DOCUMENT EXCERPT:
Tagged as: Breaking up, Long distance, Troubled relationships<< Previous question   Next question >>
Question - (26 January 2011) 3 Answers - (Newest, 26 January 2011)
A female Tunisia age 30-35, *ovely_menaime writes:

:( please i need your help !!

i was in a long distance relationship for more than 8 months ,i'm from tunisia and my boyfriend is from england .. we have never met but he said we were going to meet up last december but at that time we were fightin alot and we broke up ..

we kept in touch and when we talked about it he said he felt insecure and he was always thinkin i'm gonna leave him so we broke up before meetin one another it's crazy cause i still love him and he said he loves me too

i told him it's just a matter of time and that we will be together he said you know i love you but i just think i'm going to be waiting forever for you ... what hurts the most is that when we were together he used to tell me i'm ready to wait forever for you and now things seem to change and i want to know why? i mean he used to be interrested in me and we were talking all day long and stayed up all night long now we don't talk like we used to do .. a text everyday on facebook and sometimes he doesn't reply .. but he doesn't want me to move on !! i don't know what to think anymore he still loves me is it just the distance that made us broke up or what and can you help me and tell me why he has changed?

STATED TASK 1:
From the relationship question, set down the passage that opens with the words containing "Tagged as: Breaking" and closes with "(Newest, 26 January 2011)".
STATED TASK 2:
Report each line of the rows that contains the string "jacket".

[Records from a data source]
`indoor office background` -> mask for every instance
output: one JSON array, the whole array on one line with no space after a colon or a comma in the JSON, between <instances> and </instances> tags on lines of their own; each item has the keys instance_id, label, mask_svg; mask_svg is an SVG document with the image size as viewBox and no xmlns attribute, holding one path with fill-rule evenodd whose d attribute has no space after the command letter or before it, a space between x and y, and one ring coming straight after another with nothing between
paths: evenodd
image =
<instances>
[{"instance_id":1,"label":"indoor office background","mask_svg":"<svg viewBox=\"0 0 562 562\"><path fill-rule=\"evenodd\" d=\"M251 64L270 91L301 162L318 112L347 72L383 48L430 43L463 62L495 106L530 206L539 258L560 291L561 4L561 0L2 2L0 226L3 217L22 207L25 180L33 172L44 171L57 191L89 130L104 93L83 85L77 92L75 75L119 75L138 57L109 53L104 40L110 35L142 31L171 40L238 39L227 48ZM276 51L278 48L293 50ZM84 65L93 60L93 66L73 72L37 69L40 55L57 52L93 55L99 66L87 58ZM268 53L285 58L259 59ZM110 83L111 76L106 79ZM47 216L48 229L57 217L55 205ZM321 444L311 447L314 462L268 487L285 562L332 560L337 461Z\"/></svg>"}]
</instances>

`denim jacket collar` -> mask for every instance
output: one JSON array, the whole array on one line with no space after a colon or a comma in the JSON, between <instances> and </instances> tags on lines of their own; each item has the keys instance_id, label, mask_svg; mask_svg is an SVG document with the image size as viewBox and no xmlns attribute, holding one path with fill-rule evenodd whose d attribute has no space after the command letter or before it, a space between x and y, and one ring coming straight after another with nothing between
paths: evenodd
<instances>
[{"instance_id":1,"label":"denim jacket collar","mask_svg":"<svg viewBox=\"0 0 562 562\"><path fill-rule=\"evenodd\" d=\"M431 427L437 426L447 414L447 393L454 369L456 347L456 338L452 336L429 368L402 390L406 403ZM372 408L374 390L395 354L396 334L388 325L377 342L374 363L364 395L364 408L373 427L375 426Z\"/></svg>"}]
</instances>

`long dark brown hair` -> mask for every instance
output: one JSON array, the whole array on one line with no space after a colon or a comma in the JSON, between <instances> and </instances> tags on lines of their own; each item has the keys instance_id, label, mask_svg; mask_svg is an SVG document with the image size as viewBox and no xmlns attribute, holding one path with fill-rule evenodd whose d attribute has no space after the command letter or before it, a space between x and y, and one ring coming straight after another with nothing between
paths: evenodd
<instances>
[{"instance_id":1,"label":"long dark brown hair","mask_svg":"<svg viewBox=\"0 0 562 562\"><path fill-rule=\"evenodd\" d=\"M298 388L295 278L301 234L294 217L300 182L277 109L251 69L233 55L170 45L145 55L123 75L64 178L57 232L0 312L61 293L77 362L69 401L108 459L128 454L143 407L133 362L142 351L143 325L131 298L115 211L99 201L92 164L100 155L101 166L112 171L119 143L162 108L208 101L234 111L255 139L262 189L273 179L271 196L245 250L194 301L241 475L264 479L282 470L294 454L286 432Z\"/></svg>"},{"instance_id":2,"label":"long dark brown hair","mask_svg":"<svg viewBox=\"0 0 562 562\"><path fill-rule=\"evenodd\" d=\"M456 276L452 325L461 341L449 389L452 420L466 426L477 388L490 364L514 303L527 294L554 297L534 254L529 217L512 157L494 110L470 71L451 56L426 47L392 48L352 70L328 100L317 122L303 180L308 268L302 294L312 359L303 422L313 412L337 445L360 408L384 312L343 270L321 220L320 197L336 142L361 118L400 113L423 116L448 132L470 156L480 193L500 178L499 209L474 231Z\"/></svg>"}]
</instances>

FINISHED ANSWER 1:
Tagged as: Breaking up, Long distance, Troubled relationships<< Previous question   Next question >>
Question - (26 January 2011) 3 Answers - (Newest, 26 January 2011)

FINISHED ANSWER 2:
`denim jacket collar` -> mask for every instance
[{"instance_id":1,"label":"denim jacket collar","mask_svg":"<svg viewBox=\"0 0 562 562\"><path fill-rule=\"evenodd\" d=\"M431 427L437 426L447 414L447 393L454 369L456 347L456 338L452 336L429 368L402 390L406 403ZM372 408L374 390L395 354L396 334L388 325L377 342L374 363L364 395L364 408L373 427L375 426Z\"/></svg>"}]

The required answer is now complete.